Your instructions → Present part of the data below as a Markdown table with the columns Row and Line, giving a row number and the text of each line and leaving out blank lines. Begin at the line that contains "Could you please locate the yellow wall", stop after the line that contains "xmin=92 ymin=114 xmax=107 ymax=125", and include only those lines.

(Data items)
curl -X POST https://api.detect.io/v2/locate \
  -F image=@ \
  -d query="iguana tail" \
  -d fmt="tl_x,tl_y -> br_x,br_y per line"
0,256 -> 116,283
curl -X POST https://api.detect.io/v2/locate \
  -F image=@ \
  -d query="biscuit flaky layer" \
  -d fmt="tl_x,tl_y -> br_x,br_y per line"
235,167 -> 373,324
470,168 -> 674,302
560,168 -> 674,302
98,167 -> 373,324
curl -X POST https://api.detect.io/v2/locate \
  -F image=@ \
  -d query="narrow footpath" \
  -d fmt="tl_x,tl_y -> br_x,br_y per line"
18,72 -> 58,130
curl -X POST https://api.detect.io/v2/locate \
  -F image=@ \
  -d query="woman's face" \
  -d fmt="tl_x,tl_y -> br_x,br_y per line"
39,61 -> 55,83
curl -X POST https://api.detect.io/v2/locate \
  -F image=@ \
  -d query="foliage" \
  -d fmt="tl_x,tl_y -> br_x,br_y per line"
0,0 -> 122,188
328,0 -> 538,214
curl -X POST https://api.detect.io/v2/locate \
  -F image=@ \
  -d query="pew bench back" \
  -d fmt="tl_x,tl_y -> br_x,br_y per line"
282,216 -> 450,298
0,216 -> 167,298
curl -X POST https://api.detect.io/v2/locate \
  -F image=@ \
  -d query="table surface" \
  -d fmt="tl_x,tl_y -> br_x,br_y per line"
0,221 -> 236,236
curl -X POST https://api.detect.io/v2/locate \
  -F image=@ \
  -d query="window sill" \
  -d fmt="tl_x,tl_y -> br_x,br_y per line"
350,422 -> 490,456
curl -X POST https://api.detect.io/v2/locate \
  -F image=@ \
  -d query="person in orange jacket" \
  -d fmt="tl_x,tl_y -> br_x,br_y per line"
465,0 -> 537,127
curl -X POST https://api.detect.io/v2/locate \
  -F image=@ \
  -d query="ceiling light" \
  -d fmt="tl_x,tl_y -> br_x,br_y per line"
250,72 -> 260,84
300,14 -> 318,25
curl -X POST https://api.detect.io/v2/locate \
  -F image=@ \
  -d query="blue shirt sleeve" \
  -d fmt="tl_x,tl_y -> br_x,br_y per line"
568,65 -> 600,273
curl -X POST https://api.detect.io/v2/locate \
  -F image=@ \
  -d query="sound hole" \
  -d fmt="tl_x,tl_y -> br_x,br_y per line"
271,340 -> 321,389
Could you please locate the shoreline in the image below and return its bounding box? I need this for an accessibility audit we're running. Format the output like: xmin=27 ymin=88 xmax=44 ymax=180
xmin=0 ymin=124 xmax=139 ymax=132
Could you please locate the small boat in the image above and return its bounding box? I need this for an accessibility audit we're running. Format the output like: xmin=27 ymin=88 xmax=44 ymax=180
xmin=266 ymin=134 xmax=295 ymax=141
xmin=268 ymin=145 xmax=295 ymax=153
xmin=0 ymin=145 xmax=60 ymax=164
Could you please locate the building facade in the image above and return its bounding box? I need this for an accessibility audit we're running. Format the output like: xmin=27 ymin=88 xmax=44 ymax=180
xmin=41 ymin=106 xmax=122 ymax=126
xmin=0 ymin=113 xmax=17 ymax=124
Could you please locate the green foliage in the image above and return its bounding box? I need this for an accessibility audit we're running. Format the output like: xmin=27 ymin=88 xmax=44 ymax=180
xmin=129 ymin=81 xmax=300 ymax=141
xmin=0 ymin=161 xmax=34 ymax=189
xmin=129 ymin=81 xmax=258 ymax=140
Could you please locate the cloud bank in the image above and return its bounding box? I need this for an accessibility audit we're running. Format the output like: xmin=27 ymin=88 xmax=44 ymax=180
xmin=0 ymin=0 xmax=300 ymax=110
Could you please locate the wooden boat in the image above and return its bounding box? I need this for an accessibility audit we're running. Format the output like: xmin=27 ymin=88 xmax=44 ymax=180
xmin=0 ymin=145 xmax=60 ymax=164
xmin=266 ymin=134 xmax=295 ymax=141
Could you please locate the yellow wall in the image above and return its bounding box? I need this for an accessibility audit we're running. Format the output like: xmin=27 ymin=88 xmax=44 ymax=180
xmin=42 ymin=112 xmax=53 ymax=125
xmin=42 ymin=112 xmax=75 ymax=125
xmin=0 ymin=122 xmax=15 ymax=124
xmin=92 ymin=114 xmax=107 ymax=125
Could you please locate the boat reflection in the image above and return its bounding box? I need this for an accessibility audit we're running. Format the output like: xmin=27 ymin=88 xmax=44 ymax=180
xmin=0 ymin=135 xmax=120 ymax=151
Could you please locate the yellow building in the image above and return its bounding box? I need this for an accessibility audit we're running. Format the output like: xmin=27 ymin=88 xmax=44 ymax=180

Answer below →
| Row | Line |
|---|---|
| 1 | Could you please locate the yellow wall in the image above and return its bounding box? I need this for an accessibility audit we're running. Format the output like: xmin=27 ymin=88 xmax=44 ymax=180 |
| 2 | xmin=42 ymin=112 xmax=53 ymax=125 |
| 3 | xmin=42 ymin=112 xmax=75 ymax=125 |
| 4 | xmin=0 ymin=122 xmax=15 ymax=124 |
| 5 | xmin=92 ymin=114 xmax=107 ymax=125 |